* [Exercise]: Give the data a second time, exactly and in full.

* [Point labeling dataset excerpts]:
----------------

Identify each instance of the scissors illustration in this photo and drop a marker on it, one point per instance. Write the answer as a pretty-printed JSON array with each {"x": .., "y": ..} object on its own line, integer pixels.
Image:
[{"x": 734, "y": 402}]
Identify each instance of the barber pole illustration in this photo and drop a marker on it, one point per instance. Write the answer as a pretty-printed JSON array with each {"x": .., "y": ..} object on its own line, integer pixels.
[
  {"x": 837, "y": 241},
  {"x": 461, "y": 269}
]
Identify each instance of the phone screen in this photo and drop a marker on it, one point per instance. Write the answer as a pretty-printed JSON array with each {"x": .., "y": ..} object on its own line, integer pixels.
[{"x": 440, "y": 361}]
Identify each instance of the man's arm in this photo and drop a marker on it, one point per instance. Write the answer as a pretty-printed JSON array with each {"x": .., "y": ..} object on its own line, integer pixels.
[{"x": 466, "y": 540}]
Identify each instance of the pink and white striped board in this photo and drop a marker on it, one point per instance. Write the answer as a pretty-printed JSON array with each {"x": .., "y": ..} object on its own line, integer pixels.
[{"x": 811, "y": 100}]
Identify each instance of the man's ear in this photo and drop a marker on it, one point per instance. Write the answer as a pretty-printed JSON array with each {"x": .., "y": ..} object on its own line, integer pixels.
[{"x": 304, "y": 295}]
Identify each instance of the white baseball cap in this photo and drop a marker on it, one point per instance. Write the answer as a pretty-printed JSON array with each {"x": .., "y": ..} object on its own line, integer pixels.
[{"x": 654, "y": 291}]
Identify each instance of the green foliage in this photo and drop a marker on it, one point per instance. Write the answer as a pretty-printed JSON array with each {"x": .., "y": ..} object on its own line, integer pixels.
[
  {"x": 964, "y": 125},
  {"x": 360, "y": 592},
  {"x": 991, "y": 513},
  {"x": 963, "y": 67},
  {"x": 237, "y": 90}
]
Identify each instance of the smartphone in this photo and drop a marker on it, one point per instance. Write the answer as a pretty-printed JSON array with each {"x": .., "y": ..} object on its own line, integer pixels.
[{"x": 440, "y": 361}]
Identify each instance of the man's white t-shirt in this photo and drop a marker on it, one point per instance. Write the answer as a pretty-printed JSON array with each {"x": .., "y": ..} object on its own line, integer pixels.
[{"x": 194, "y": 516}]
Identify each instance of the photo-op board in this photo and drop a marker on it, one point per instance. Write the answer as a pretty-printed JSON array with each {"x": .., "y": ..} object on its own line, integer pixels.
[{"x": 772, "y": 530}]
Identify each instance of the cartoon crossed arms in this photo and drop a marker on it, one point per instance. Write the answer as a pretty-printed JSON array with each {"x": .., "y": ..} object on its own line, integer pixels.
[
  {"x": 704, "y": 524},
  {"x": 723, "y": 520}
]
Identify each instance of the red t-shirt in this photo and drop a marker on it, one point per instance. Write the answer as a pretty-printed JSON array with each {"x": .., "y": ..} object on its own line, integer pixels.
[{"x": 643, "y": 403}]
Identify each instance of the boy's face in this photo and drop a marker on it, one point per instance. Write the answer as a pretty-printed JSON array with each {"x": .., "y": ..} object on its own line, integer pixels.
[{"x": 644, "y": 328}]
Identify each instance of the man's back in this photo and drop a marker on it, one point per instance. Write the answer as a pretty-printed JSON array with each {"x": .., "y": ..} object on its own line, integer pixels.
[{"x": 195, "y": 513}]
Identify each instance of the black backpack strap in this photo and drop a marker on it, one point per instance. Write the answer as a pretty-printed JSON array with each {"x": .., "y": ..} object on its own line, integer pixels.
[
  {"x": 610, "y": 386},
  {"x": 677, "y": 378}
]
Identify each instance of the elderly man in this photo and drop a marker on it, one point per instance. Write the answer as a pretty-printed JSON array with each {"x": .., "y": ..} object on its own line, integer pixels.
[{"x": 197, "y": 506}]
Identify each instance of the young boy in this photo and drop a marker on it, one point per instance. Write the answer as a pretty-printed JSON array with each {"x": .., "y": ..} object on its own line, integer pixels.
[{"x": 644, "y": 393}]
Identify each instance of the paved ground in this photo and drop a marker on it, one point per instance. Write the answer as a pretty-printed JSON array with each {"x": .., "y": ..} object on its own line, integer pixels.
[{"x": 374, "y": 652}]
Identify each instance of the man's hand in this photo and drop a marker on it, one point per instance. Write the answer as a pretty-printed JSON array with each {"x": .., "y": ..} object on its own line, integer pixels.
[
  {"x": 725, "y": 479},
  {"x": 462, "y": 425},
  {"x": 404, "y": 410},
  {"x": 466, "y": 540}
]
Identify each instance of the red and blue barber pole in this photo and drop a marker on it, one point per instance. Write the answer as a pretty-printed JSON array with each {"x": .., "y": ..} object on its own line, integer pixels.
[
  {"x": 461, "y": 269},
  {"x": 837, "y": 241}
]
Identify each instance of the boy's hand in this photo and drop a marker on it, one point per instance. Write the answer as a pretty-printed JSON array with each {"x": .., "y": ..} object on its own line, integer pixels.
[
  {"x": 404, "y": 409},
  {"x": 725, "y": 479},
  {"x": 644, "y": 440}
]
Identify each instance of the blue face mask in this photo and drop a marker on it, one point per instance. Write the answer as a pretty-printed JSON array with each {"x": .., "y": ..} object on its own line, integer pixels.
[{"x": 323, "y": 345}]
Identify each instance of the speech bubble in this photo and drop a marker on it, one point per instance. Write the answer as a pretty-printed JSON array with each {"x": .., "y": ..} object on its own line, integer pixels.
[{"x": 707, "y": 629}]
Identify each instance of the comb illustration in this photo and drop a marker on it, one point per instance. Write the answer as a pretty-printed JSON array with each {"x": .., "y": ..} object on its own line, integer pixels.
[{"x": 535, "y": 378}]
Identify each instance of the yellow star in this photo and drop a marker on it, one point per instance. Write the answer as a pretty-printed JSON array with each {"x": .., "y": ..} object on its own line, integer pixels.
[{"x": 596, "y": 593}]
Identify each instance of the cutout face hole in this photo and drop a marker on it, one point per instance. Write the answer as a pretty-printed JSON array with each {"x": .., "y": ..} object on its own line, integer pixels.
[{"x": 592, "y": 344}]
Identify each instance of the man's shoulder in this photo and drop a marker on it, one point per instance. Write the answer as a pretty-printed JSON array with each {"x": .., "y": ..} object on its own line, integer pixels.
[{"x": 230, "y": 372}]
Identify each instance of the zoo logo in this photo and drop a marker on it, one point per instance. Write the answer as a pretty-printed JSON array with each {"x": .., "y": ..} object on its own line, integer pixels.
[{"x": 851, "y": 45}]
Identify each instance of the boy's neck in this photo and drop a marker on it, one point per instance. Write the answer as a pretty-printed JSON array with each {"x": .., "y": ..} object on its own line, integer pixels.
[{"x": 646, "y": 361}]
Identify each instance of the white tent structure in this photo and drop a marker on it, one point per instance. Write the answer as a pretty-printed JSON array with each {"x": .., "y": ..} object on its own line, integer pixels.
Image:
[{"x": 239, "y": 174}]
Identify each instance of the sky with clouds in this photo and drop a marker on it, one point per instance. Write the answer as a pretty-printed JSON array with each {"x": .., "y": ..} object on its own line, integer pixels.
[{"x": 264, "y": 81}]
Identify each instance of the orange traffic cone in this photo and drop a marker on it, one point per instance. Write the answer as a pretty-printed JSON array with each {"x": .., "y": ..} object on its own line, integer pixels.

----------------

* [Result of this task]:
Identify each instance of the scissors illustration in this photo and drop a marker on it, one point per instance. Write the answer as a pretty-printed JSON array with each {"x": .., "y": ..} object on its own line, integer pixels.
Image:
[{"x": 734, "y": 402}]
Identify each instance of the barber pole illustration in this photo and drop a marker on it, one point per instance. Write the answer as a pretty-printed JSON array with each {"x": .., "y": ..} object on its own line, integer pixels.
[
  {"x": 837, "y": 241},
  {"x": 461, "y": 269}
]
Identify each instance of the phone screen in this photo and drop a marker on it, one point per instance. Write the answer as a pretty-printed JSON array with each {"x": .., "y": ..} object on its own line, integer pixels.
[{"x": 440, "y": 361}]
Identify each instance of the man's arm in this photo and drop a marker on it, one point per instance. Write the answer as a pretty-printed JSON array with each {"x": .., "y": ..} object on its own line, integer pixels.
[{"x": 466, "y": 540}]
Identify each instance of the pink and white striped board in this photo and drop a marker on it, one point per instance. Write the answer as a pretty-printed JSON array with each {"x": .., "y": ..} object on its own line, integer pixels.
[{"x": 811, "y": 100}]
Identify each instance of the man's ear in this photo and drop a marker on it, one point per instance. Write the answer as a pretty-printed JSON array with each {"x": .., "y": ..} object on its own line, integer pixels.
[{"x": 304, "y": 295}]
Identify each instance of the white baseball cap in this photo and drop a marker on it, one point per instance. Write the answer as a pretty-printed JSON array with each {"x": .., "y": ..} object on its own line, integer pixels.
[{"x": 654, "y": 291}]
Identify each instance of the green foliage in this photo and drop a marker on it, one point per instance. Write the answer as a pretty-printed JSON array with each {"x": .., "y": ..} object on its own line, integer pixels.
[
  {"x": 964, "y": 125},
  {"x": 360, "y": 592},
  {"x": 991, "y": 513},
  {"x": 963, "y": 67},
  {"x": 237, "y": 90}
]
Identify each instance of the smartphone in this photo and drop a marker on it, one point per instance. Write the answer as a pretty-printed JSON array with each {"x": .., "y": ..} object on its own line, integer pixels.
[{"x": 440, "y": 361}]
Identify each instance of the man's white t-shirt in this photo and drop a marker on it, one point per instance. Write the answer as a pretty-printed JSON array with each {"x": .., "y": ..} object on its own line, integer pixels.
[{"x": 194, "y": 516}]
Identify each instance of the photo-op board in this photo and drop a marker on it, one point per instance. Write the answer as a pretty-printed JSON array with each {"x": .., "y": ..} object on its own line, integer pixels.
[{"x": 772, "y": 530}]
Identify each instance of the cartoon crossed arms in this photo and drop a marker on it, one point per instance. Write the answer as a pretty-printed JSON array with each {"x": .., "y": ..} object on its own line, integer pixels.
[
  {"x": 704, "y": 524},
  {"x": 723, "y": 520}
]
Identify each instance of the red t-shirt in this photo and drop a marker on it, one point per instance. Write the answer as a pretty-printed JSON array with each {"x": .., "y": ..} object on its own line, integer pixels.
[{"x": 643, "y": 403}]
Identify each instance of the boy's face in this photo and drop a marker on it, one point per instance. Write the answer as a pretty-printed JSON array with each {"x": .., "y": ..} object on its own line, integer pixels.
[{"x": 644, "y": 328}]
Identify each instance of the man's back in this photo and drop a marker on it, one point per instance. Write the answer as a pretty-printed JSON array with each {"x": .., "y": ..} object on its own line, integer pixels.
[{"x": 195, "y": 513}]
Identify each instance of the black backpack strap in this photo and drop a marker on it, one point per instance. Write the answer as a pretty-printed JSON array with each {"x": .., "y": ..} object on its own line, integer pixels.
[
  {"x": 610, "y": 386},
  {"x": 677, "y": 378}
]
Identify each instance of the elderly man in this photo and drop a marker on it, one point per instance. Write the answer as a pretty-printed JSON array with each {"x": .., "y": ..} object on its own line, integer pixels.
[{"x": 197, "y": 506}]
Identify each instance of the young boy in this photo and drop a marker on it, one point per instance. Write the answer as a pretty-printed JSON array with each {"x": .., "y": ..} object on its own line, integer pixels.
[{"x": 644, "y": 393}]
Identify each instance of the paved ground in this photo and drop a marker on it, one point per instance. Write the answer as a pretty-printed JSON array with each {"x": .., "y": ..} object on its own line, integer pixels.
[{"x": 374, "y": 652}]
Identify each instance of the man's hand in this photo and drop a marker on it, one point per instance. Write the answer as a pretty-printed JSON array with each {"x": .., "y": ..} object on its own line, integer pixels.
[
  {"x": 725, "y": 479},
  {"x": 462, "y": 425},
  {"x": 404, "y": 410},
  {"x": 466, "y": 540}
]
Identify each instance of the red and blue barber pole in this photo and drop a marker on it, one point per instance. Write the answer as a pretty-printed JSON array with each {"x": .., "y": ..} object on its own line, integer pixels.
[
  {"x": 461, "y": 269},
  {"x": 837, "y": 241}
]
Identify each instance of the boy's hand in this photo and drop a marker on it, one point per instance. Write the answer as a pretty-printed JSON array with each {"x": .., "y": ..} object on its own line, integer pixels.
[
  {"x": 404, "y": 409},
  {"x": 725, "y": 479},
  {"x": 644, "y": 440}
]
Identify each instance of the blue face mask in this photo and drop a marker on it, one point per instance. Write the answer as a pretty-printed JSON array with each {"x": .., "y": ..} object on its own line, integer pixels.
[{"x": 323, "y": 345}]
Identify each instance of the speech bubble in this photo and drop a marker on it, one point per instance. Write the answer as a pretty-printed JSON array with each {"x": .., "y": ..} object on its own line, integer pixels.
[{"x": 707, "y": 629}]
Identify each instance of the comb illustration in this photo and drop a marker on it, one point per instance. Write the answer as a pretty-printed JSON array with each {"x": .., "y": ..} object on its own line, integer pixels.
[{"x": 535, "y": 378}]
Identify each instance of the yellow star in this photo and drop a marker on it, one point per instance. Write the answer as a pretty-printed JSON array with each {"x": .., "y": ..} object on its own line, integer pixels.
[{"x": 596, "y": 593}]
Identify each instance of the cutout face hole in this photo and drop a marker on it, one point per instance. Write the answer as a pretty-printed JSON array with each {"x": .., "y": ..} object on its own line, integer pixels.
[{"x": 592, "y": 344}]
Identify each instance of the man's shoulder in this photo and drop a marker on it, one point per instance. Write the answer as a pretty-printed JSON array with each {"x": .., "y": ..} object on its own line, integer pixels.
[{"x": 230, "y": 372}]
Identify each instance of the zoo logo in this photo and drop a marker on it, one point per instance. Write the answer as a pretty-printed JSON array with each {"x": .., "y": ..} object on its own line, integer pixels.
[{"x": 851, "y": 45}]
Identify each instance of the boy's neck in this photo and drop a marker on it, one point per instance. Write the answer as a pretty-printed JSON array with each {"x": .., "y": ..} object on its own line, integer pixels.
[{"x": 646, "y": 361}]
Identify each instance of the white tent structure in this photo and drop a marker on it, one point per instance. Write the answer as a pretty-printed JSON array with each {"x": .., "y": ..} object on its own line, integer pixels.
Image:
[{"x": 239, "y": 174}]
Identify each instance of the sky with clouds in this photo and drop a marker on it, one point per instance. Write the answer as a pretty-printed JSON array with each {"x": .., "y": ..} object on its own line, integer pixels.
[{"x": 264, "y": 81}]
Identify each instance of the orange traffic cone in this photo and drop a marker on it, one point per instance. Write the answer as a pretty-printed JSON array with each {"x": .., "y": ..} object on its own line, integer pixels.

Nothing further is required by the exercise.